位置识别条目
↓↓↓

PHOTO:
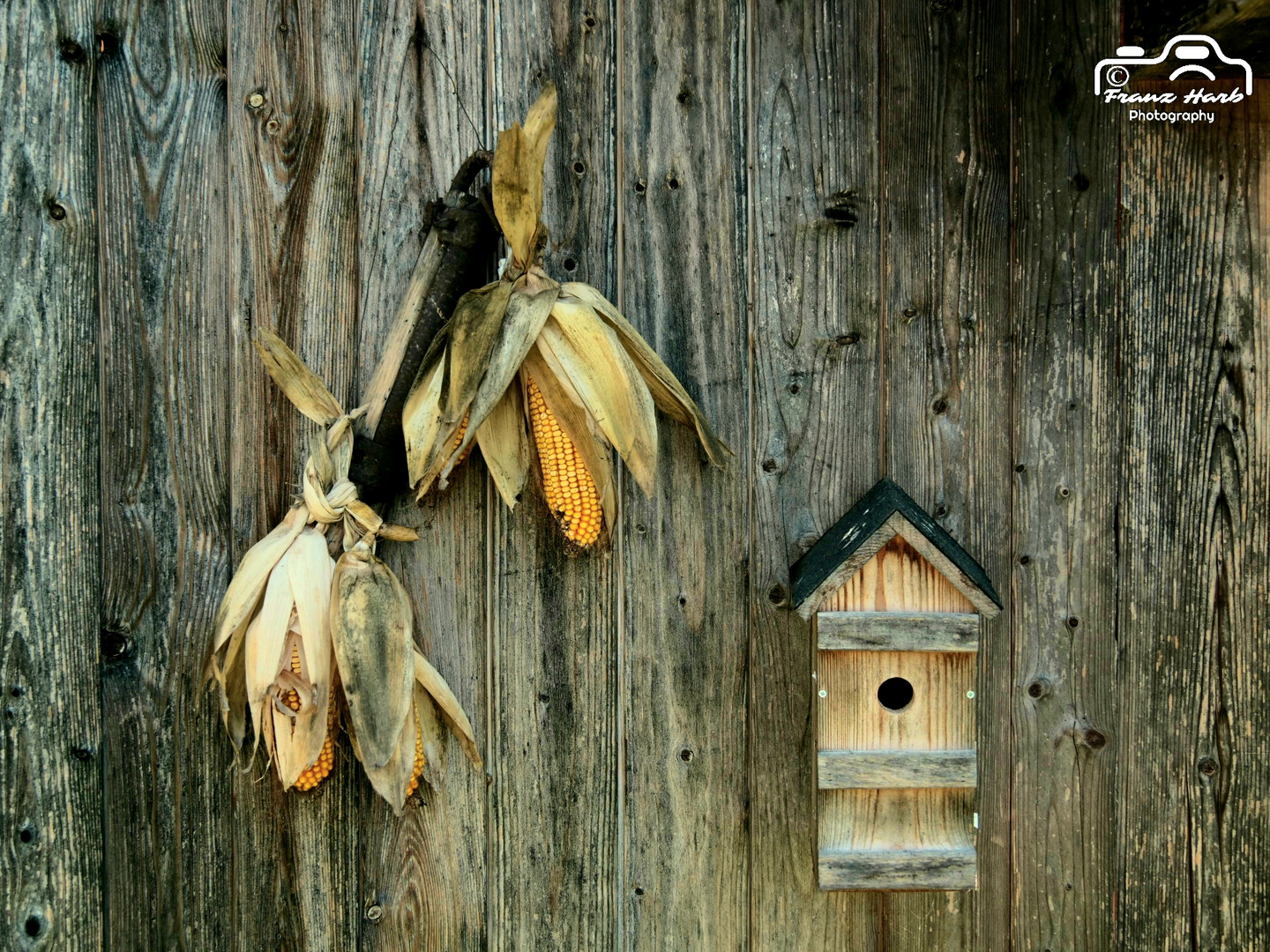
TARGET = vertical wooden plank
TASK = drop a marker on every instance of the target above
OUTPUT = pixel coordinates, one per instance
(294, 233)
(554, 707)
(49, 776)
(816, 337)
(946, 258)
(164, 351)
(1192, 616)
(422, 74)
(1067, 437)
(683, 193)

↑↑↑

能把上面的全部行逐字复现出来吗？回答里不要包含图片。

输出结果:
PHOTO:
TARGET = vertical wooden plank
TASK = drop a marker on every instance of the target above
OUTPUT = pixel coordinates, one per instance
(294, 233)
(554, 707)
(49, 776)
(816, 337)
(946, 258)
(164, 351)
(1192, 616)
(422, 74)
(1067, 437)
(683, 193)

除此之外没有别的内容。